Selected passage.
━━━━━━━━━━━━━━━━━━━━
We can all agree that finding a fulfilling, well-paid job is a solid goal. The real question for the class of 2023 is: What’s your plan to get one?

If you are just applying to any jobs that sound sort of good, and giving it half-hearted enthusiasm, you might be wasting your time.

A lot of college grads take the same approach to their job search: They scroll, scroll, scroll job boards, then apply, apply, apply, said Gorick Ng, a Harvard career advisor and author of the book “The Unspoken Rules.” You may submit a dozen or a hundred applications — then wonder why you’re getting radio silence. It can be defeating and leave you feeling more directionless than ever.

What’s important, Ng and other career experts say, is that you don’t just look for a job, whether it’s your first or fifth. You have a strategy.

“When you’re first starting out, no one tells you about how you need to take ownership of your career trajectory,” Ng wrote in an advice column for CNBC.

3 question to ask yourself when you start job hunting

“Securing a job is like walking into a grocery store: You’re more likely to walk out with what you want if you walk in with a list,” Ng said. He recommends asking yourself a few questions before you start:

  1. “Where do I actually want to work?”

  2. “What do I actually want to do?”

  3. “Where do I actually want to live?”

If you don’t know the answers to those questions, Ng says, then ask: “Who’s living the life I want to live in the future?” and “What did they do after college that put themselves on this path?” Do some “serious LinkedIn research” to find those people and take notes on their career path and skills. “If you don’t start with a plan of what you’re looking for, you’ll waste hours and hours aimlessly scrolling and end up with the same conclusion many job seekers come to — which is that everything looks appealing ... and yet everything looks unappealing,” Ng said. “That’s not where you want to be!

When you’re first starting out, no one tells you about how you need to take ownership of your career trajectory. Gorick Ng AUTHOR OF “THE UNSPOKEN RULES”
━━━━━━━━━━━━━━━━━━━━
Provided data.
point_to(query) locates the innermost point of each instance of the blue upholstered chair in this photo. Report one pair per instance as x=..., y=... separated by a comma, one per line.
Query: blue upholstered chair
━━━━━━━━━━━━━━━━━━━━
Exercise set.
1. For each statement about the job-search passage, answer yes or no and quote the words that decide it: (a) Ng works as a career advisor at Harvard. (b) Ng compares securing a job to walking into a grocery store. (c) Ng suggests doing serious Instagram research to find people whose lives you want.
2. According to the job-search passage, what is the title of the book Ng wrote?
The lines come from a separate source and are unrelated to the job-search passage.

Responses to the exercise.
1.
(a) Yes: "a Harvard career advisor"
(b) Yes: "Securing a job is like walking into a grocery store"
(c) No: "Do some “serious LinkedIn research”"

2. "The Unspoken Rules"